OR12-1 Differential associations of plasma testosterone, dihydrotestosterone and estradiol measured using liquid chromatography-tandem mass spectrometry with all-cause mortality in a population-based cohort of older men

Program: Abstracts - Orals, Featured Poster Presentations, and Posters
Session: OR12-Reproductive Hormones: Vital Effects Evidenced In Human Cohorts & Experimental Models
Saturday, June 15, 2013: 11:30 AM-1:00 PM
Presentation Start Time: 11:30 AM
Room 102 (Moscone Center)
Bu Beng Yeap*1, Helman Alfonso2, Paul Chubb3, David J Handelsman4, Graeme J Hankey2, Jonathan Golledge5 and Leon Flicker6
1University of Western Australia, Fremantle, Australia, 2University of Western Australia, 3Fremantle Hospital, Fremantle, Australia, 4University of Sydney, Sydney NSW, Australia, 5James Cook University, Townsville, Australia, 6University of Western Australia, Perth, Australia

In men testosterone (T) levels decline with increasing age, and previous studies have found that lower T levels predict increased mortality in older men. Whether reduced circulating T contributes to poorer health outcomes or reflects the presence of pre-existing disease remains debated. Furthermore the associations of its metabolites dihydrotestosterone (DHT) and estradiol (E2) with mortality are poorly defined.

• Supplied information:

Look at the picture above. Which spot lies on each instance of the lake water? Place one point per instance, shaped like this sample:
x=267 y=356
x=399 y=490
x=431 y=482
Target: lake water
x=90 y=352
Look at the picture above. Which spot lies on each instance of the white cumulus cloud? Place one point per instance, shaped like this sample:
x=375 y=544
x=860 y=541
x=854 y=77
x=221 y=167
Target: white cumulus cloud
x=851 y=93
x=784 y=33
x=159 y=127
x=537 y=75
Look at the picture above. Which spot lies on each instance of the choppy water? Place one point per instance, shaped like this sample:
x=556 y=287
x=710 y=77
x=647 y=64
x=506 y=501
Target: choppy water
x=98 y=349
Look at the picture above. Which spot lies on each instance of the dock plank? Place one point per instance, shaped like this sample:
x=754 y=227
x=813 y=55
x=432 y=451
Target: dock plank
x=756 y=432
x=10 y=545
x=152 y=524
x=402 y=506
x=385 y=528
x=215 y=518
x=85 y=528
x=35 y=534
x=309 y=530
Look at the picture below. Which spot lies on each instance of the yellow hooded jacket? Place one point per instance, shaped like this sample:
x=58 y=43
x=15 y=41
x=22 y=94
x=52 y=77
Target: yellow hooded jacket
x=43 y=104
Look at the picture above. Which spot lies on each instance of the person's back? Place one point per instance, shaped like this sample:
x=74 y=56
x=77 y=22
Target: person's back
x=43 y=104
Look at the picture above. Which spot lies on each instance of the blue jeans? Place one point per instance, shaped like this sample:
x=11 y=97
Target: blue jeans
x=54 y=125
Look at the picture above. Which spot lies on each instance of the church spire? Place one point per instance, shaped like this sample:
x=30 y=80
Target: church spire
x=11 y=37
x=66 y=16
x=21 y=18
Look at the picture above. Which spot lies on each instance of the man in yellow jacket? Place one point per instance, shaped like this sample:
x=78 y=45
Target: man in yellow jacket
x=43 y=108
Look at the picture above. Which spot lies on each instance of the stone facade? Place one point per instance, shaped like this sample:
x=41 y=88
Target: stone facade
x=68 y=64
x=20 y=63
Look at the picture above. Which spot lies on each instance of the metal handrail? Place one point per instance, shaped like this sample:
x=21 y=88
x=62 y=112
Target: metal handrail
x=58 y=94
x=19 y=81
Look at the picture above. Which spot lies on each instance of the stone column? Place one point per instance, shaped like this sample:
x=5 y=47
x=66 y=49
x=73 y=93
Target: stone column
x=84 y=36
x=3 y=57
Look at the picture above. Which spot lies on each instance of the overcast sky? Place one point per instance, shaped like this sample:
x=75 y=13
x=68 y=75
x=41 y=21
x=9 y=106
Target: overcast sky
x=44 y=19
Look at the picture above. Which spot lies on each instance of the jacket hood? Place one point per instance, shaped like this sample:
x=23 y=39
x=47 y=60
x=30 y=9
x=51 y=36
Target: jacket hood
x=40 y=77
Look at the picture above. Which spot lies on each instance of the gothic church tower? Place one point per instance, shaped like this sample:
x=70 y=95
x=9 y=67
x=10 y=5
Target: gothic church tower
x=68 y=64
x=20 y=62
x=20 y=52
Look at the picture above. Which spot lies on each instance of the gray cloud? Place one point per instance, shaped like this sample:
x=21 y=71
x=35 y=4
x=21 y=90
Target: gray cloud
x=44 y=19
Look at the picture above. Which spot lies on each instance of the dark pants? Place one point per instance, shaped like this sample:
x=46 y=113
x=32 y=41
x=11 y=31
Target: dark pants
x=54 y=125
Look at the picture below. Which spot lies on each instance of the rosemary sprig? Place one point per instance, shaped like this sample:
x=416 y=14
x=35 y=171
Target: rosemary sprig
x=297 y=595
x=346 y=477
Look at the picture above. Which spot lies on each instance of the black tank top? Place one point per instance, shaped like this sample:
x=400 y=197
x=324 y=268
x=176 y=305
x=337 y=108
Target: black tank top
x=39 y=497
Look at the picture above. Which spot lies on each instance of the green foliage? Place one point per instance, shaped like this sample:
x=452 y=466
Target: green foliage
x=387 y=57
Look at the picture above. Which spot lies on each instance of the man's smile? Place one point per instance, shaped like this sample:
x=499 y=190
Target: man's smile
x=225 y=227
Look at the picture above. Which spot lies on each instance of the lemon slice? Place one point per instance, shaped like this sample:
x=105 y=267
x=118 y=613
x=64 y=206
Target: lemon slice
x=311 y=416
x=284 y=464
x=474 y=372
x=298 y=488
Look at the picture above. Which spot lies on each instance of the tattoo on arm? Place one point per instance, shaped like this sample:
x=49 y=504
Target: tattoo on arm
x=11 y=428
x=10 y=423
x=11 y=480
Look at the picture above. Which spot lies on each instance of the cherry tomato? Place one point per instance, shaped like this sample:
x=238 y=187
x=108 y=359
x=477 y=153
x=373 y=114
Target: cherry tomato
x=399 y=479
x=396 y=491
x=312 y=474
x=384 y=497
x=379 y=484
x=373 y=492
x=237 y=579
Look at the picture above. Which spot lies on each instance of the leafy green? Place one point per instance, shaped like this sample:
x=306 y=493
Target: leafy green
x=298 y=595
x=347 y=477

• Task set:
**1.** List the authors of the testosterone and mortality abstract above.
**2.** Continue the testosterone and mortality abstract from where it stops.

• Answers provided:
**1.** Bu Beng Yeap, Helman Alfonso, Paul Chubb, David J Handelsman, Graeme J Hankey, Jonathan Golledge, Leon Flicker

**2.**
We assessed the associations of circulating T, DHT and E2 with all-cause mortality in older men.


Community-dwelling men aged 70-89 years resident in Perth, Western Australia.

Main outcome measures

Plasma T, DHT and E2 were assayed using liquid chromatography-tandem mass spectrometry in early morning samples collected in 2001-04 from 3,690 men. Sex hormone-binding globulin (SHBG) and luteinising hormone (LH) were measured by immunoassay. Deaths to 31 December 2010 were ascertained using the Western Australian Data Linkage System. Cox proportional hazards regression was performed to assess associations of hormones with all-cause mortality. Adjustments were made for age, education, smoking, body mass index, waist:hip ratio, hypertension, dyslipidemia, diabetes, creatinine, cancer and cardiovascular disease.


There were 974 deaths (26.4%) at a median follow-up of 7.1 years. Men who died had lower baseline levels of T (mean±SD: 12.8±5.1 vs 13.2±4.8 nmol/L, p=0.013), DHT (1.4±0.7 vs 1.5±0.7 nmol/L, p=0.002) and E2 (71.6±29.3 vs 74.0±29.0 pmol/L, p=0.022) compared to surviving men. After adjusting fully for covariates, there were U-shaped associations of T (reference lowest quartile, Q1: hazard ratio [HR] for Q2=0.82, 95% confidence interval [CI]=0.69-0.98, p=0.033; HR for Q3=0.78, 95% CI= 0.65-0.94, p=0.010) and DHT (reference Q1: HR for Q3=0.76, 95% CI=0.63-0.91, p=0.003) with all-cause mortality. E2 was not associated with mortality in the regression analysis. When either SHBG or LH were included with T in multivariable models, the association of T with death from any cause remained significant.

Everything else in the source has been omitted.